Aim of the exercise:
Please scale the listing below, starting with the line containing "the worker in" and going on through the end of the listing, both ends included. Rewrite every line in that span, multiplying each answer coordinate by 1.4 and rounding to whole numbers (halves up), keeping all other text unchanged and leaving out the pictures.

*****

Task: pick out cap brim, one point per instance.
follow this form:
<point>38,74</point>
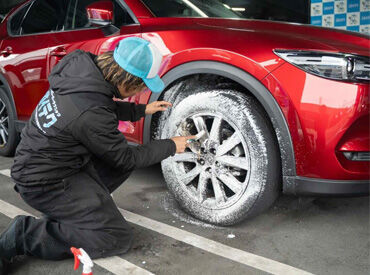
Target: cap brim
<point>155,84</point>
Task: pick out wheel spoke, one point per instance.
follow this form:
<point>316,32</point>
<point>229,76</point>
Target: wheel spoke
<point>202,186</point>
<point>237,162</point>
<point>5,129</point>
<point>3,137</point>
<point>228,144</point>
<point>187,156</point>
<point>189,176</point>
<point>218,189</point>
<point>231,182</point>
<point>215,133</point>
<point>200,124</point>
<point>4,119</point>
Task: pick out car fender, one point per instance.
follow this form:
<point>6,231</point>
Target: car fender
<point>256,88</point>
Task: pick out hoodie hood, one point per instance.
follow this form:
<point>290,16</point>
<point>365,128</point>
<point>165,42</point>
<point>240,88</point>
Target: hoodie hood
<point>78,73</point>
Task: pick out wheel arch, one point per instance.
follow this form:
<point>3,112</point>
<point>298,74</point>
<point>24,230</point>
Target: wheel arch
<point>256,88</point>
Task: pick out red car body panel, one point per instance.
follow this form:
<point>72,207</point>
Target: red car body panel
<point>319,113</point>
<point>325,117</point>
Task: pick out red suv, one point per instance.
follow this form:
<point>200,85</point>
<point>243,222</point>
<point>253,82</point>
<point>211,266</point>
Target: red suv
<point>284,107</point>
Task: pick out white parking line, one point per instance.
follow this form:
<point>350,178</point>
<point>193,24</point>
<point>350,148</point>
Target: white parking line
<point>234,254</point>
<point>116,265</point>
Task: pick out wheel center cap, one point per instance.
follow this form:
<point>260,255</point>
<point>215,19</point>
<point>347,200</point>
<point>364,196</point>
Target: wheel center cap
<point>210,159</point>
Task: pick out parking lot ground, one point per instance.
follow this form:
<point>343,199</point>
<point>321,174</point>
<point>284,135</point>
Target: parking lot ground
<point>316,235</point>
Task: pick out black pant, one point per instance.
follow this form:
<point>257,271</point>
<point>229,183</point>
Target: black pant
<point>79,212</point>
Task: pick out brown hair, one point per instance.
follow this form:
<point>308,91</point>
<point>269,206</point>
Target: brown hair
<point>117,76</point>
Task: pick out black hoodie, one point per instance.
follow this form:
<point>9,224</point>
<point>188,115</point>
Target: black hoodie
<point>78,118</point>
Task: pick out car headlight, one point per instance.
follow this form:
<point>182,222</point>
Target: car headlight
<point>337,66</point>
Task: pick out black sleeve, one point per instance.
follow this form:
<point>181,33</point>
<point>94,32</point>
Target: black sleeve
<point>97,130</point>
<point>130,111</point>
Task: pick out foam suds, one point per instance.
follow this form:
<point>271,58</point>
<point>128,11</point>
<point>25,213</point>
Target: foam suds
<point>171,206</point>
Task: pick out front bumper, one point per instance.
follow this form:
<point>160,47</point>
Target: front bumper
<point>324,187</point>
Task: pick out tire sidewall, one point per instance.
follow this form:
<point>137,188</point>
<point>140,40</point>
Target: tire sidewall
<point>9,148</point>
<point>249,122</point>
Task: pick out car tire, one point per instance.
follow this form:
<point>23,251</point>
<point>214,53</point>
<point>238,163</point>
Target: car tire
<point>9,137</point>
<point>237,173</point>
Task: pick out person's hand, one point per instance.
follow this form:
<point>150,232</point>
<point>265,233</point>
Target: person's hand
<point>157,106</point>
<point>182,143</point>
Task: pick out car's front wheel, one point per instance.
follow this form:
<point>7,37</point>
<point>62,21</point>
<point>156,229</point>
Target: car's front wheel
<point>234,171</point>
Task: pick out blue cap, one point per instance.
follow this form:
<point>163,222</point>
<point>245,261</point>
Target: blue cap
<point>142,59</point>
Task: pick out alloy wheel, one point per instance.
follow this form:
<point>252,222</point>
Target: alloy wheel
<point>4,124</point>
<point>216,169</point>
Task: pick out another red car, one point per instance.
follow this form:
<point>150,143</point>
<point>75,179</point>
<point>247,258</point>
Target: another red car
<point>285,107</point>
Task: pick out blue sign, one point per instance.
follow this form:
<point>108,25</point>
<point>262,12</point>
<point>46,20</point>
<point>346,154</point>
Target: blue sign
<point>351,15</point>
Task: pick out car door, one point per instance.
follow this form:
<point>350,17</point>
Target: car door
<point>79,33</point>
<point>25,49</point>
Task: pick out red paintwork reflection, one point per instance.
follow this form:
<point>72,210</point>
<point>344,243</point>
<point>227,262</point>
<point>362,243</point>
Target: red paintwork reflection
<point>321,114</point>
<point>102,10</point>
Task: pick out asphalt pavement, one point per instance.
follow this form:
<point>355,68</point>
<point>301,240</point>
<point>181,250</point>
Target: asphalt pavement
<point>296,236</point>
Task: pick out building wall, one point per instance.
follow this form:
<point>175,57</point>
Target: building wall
<point>352,15</point>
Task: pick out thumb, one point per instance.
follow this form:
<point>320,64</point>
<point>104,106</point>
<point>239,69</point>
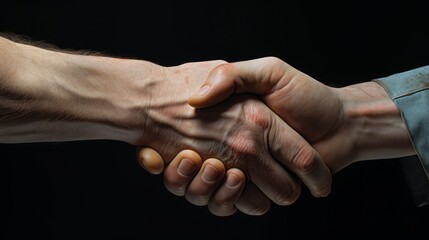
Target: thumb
<point>257,76</point>
<point>219,85</point>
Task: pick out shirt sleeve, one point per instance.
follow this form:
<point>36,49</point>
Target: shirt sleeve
<point>410,92</point>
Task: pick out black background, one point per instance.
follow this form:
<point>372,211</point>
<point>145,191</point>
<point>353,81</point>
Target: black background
<point>96,190</point>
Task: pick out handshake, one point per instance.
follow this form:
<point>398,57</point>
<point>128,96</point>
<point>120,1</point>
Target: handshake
<point>274,126</point>
<point>232,136</point>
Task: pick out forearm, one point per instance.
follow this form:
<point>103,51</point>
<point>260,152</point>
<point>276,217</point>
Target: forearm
<point>378,130</point>
<point>54,96</point>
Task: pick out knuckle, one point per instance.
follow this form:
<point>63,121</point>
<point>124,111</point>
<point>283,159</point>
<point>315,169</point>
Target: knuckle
<point>223,69</point>
<point>288,196</point>
<point>257,116</point>
<point>305,160</point>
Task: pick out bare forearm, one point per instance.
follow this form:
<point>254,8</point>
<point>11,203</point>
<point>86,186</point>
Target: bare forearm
<point>55,96</point>
<point>377,126</point>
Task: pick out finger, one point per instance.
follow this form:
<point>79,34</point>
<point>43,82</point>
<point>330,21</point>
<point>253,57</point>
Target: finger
<point>257,76</point>
<point>179,174</point>
<point>297,155</point>
<point>206,182</point>
<point>223,201</point>
<point>150,160</point>
<point>252,201</point>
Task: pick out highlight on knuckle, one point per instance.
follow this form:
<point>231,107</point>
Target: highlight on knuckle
<point>305,160</point>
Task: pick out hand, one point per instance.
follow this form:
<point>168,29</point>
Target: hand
<point>345,125</point>
<point>183,176</point>
<point>243,132</point>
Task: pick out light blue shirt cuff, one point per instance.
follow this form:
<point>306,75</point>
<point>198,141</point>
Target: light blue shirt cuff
<point>410,92</point>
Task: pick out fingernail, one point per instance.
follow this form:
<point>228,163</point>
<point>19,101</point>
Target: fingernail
<point>232,180</point>
<point>210,173</point>
<point>186,167</point>
<point>203,90</point>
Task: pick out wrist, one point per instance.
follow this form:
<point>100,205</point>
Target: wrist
<point>378,129</point>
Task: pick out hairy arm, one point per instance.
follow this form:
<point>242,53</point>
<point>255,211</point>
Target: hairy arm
<point>48,95</point>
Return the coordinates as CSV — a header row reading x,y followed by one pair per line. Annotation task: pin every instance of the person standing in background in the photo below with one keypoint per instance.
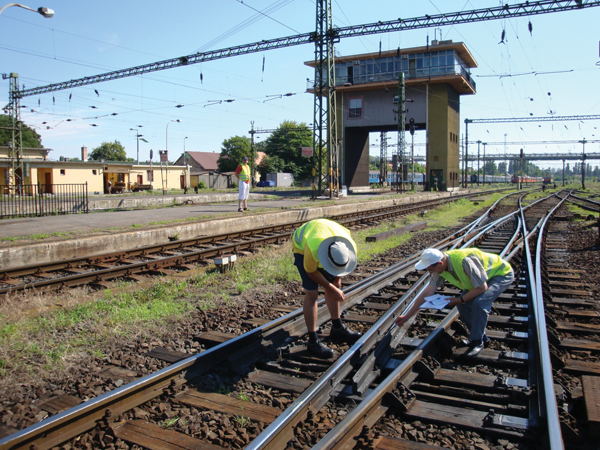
x,y
243,175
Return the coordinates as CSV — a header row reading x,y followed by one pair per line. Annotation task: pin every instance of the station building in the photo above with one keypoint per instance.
x,y
39,170
436,76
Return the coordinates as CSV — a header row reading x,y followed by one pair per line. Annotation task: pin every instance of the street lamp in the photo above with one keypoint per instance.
x,y
478,144
166,154
484,144
138,136
184,150
46,12
167,133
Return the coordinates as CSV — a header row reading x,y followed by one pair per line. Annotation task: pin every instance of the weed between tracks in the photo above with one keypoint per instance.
x,y
43,336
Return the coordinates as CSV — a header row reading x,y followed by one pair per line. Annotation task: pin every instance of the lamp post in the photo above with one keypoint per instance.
x,y
478,144
505,161
184,162
46,12
484,144
138,136
167,154
583,165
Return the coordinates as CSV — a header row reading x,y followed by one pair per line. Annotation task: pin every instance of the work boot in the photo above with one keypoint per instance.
x,y
344,334
319,349
474,349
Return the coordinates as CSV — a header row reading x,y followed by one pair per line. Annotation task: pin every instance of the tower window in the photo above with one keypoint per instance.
x,y
355,108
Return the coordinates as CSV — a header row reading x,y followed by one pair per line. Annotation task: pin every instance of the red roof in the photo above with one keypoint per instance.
x,y
208,161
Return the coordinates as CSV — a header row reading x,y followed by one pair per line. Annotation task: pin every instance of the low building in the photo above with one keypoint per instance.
x,y
124,176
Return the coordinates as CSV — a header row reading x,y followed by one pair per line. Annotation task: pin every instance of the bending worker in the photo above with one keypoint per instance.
x,y
482,277
323,253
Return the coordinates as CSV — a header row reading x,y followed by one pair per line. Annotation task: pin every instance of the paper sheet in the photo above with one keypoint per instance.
x,y
436,301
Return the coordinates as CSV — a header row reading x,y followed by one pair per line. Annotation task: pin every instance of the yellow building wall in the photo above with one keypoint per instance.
x,y
167,178
443,134
79,174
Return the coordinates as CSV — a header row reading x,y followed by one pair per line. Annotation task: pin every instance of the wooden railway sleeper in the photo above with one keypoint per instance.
x,y
504,421
401,398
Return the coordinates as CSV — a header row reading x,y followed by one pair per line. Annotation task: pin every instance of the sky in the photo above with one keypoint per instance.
x,y
550,71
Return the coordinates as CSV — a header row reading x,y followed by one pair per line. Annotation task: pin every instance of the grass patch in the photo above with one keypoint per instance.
x,y
42,335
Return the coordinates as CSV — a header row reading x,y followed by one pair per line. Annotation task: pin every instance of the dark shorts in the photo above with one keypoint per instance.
x,y
307,282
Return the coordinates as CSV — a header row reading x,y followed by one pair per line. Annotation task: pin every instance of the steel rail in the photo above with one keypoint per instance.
x,y
589,200
547,378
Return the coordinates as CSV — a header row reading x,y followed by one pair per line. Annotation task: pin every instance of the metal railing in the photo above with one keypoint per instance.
x,y
28,200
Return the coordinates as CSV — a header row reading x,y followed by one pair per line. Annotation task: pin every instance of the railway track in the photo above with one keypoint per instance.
x,y
263,390
106,270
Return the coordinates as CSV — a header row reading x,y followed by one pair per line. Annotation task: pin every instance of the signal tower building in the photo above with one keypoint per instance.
x,y
436,76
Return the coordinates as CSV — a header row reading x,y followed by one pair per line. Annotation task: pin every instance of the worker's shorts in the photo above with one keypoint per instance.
x,y
244,190
307,282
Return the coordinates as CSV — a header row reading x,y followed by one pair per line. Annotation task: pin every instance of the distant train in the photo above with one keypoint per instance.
x,y
525,179
420,178
391,178
489,178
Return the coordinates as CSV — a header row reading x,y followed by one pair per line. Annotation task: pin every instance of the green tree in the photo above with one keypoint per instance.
x,y
284,148
109,151
30,137
232,152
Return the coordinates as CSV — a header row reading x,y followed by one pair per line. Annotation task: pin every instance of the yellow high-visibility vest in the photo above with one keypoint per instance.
x,y
244,173
492,264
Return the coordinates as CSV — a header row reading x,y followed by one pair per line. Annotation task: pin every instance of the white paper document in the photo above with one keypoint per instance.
x,y
436,301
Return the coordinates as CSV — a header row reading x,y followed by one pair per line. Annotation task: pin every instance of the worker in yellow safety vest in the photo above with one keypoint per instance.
x,y
243,175
323,253
480,276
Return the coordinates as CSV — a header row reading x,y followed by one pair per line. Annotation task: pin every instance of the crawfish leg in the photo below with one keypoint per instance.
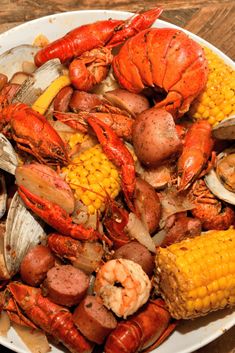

*****

The reply:
Return the coordinates as CSV — a header row reading x,y followed by one pair per line. Annotation task: pin every instance of the worker in yellow safety vest in the photo above with one keypoint per instance.
x,y
340,245
452,354
672,386
Return the coordinates as CSV — a header row reading x,y followed by one pair per line. Annotation task: pin every instance of the crawfish leg in the photo below with one keypoint per instance.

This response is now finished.